>> Start PAGE EXTRACT
The Scooby-Doo Show is the blanket name for the episodes from
the third incarnation of the Hanna-Barbera Saturday morning cartoon Scooby-Doo. A total of 40
episodes ran for three seasons, from 1976 to 1978, on ABC. Sixteen episodes were
produced as segments of The Scooby-Doo/Dynomutt Hour
(aka The Scooby-Doo/Dynomutt Show) in 1976, eight episodes were produced
as segments of Scooby's All-Star
Laff-A-Lympics in 1977 and sixteen episodes were produced in 1978, with
six of them running by themselves under the Scooby-Doo, Where Are You! name
and the final ten as segments of Scooby's
All-Stars.
>> End PAGE EXTRACT
>> Start SUPPLIED DATA
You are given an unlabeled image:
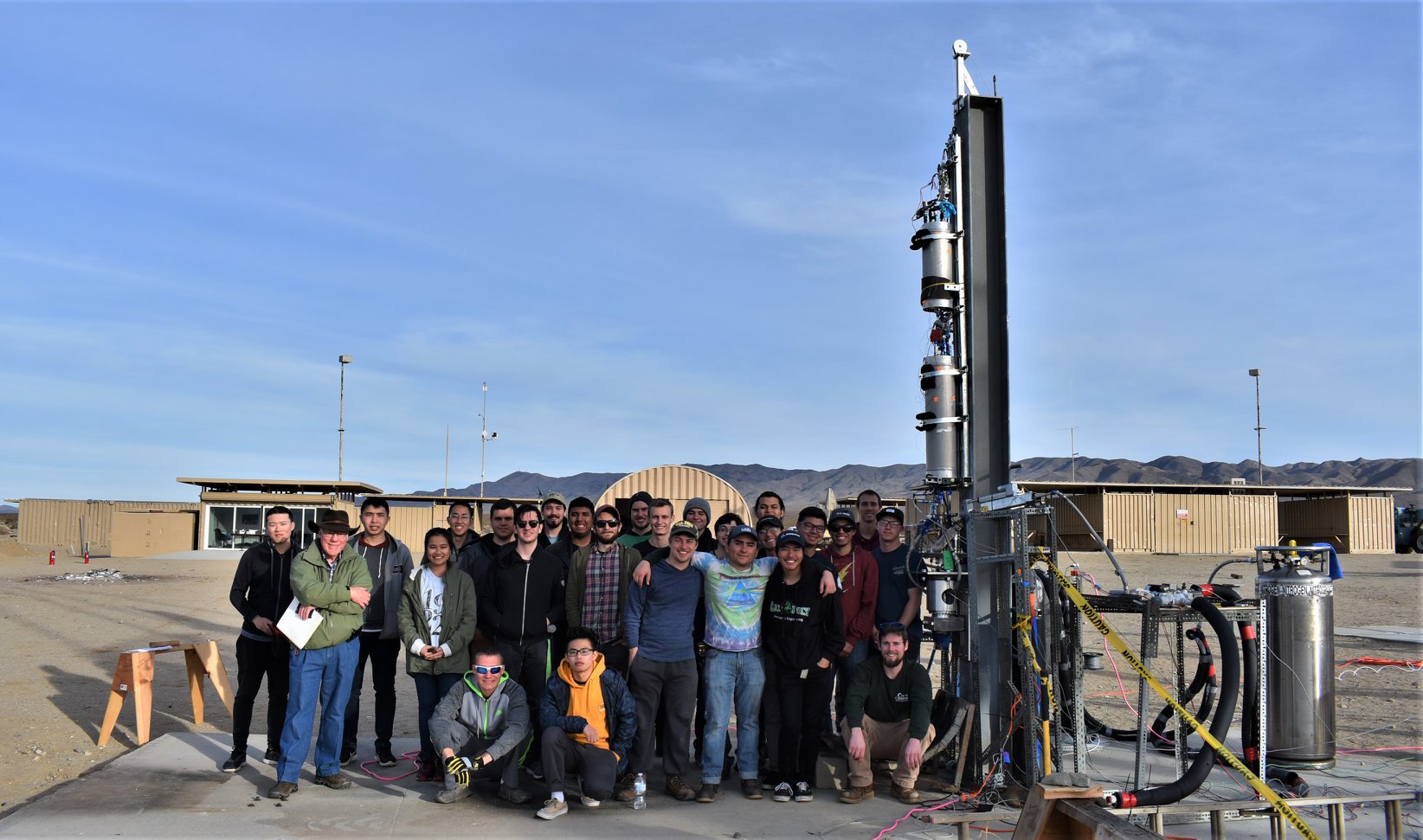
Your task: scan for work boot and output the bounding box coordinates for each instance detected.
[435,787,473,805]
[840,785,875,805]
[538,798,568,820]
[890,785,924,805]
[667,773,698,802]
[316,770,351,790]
>> End SUPPLIED DATA
>> Start SUPPLIED DATA
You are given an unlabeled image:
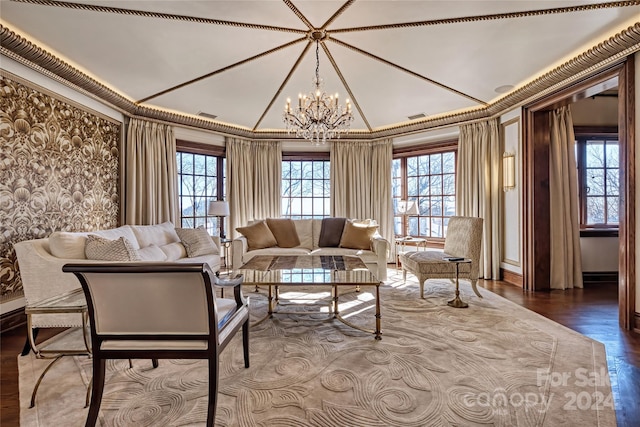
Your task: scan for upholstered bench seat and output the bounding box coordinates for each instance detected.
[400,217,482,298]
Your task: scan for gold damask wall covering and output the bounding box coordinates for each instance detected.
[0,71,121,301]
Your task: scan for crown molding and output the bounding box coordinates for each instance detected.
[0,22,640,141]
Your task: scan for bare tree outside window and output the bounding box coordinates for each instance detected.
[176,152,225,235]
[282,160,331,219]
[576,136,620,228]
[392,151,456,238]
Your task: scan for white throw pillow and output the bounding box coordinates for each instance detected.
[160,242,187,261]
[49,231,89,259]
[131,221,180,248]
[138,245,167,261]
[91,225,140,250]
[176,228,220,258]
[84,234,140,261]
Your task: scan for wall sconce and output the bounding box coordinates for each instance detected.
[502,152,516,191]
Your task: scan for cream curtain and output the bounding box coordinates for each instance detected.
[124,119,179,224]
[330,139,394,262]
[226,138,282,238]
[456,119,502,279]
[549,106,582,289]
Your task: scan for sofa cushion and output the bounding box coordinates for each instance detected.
>> End SUPPLIED DATA
>> Start SUPPLIED DATA
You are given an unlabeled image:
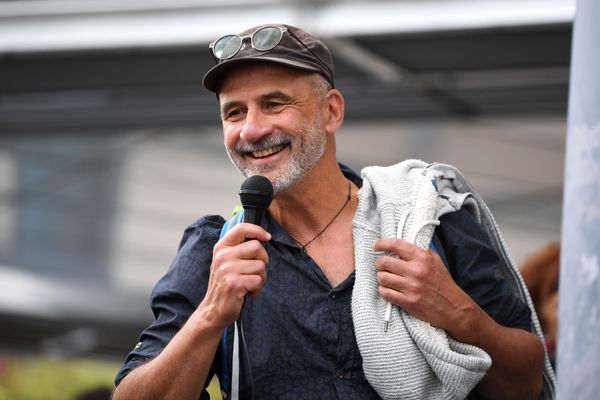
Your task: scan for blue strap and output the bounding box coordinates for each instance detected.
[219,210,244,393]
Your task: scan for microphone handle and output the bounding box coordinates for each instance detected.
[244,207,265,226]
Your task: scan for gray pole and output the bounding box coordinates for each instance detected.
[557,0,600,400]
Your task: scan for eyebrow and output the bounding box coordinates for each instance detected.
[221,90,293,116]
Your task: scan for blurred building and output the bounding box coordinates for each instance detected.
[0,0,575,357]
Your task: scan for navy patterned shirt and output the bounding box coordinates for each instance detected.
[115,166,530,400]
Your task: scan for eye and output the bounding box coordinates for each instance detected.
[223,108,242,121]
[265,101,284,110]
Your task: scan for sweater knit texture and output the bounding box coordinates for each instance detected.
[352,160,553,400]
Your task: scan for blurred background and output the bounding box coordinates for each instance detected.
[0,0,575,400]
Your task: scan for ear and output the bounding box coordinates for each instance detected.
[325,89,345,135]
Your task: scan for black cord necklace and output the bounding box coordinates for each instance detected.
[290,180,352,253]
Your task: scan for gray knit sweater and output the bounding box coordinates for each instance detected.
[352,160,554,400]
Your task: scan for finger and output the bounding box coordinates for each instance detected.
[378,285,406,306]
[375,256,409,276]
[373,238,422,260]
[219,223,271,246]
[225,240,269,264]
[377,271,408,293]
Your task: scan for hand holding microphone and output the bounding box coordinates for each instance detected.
>> End SUPPLIED DATA
**AIM:**
In the text about The Scooby-Doo Show, how many episodes were produced as segments of Scooby's All-Star Laff-A-Lympics in 1977? Answer from the text only.

**REPLY TO THE EXERCISE:**
Eight episodes.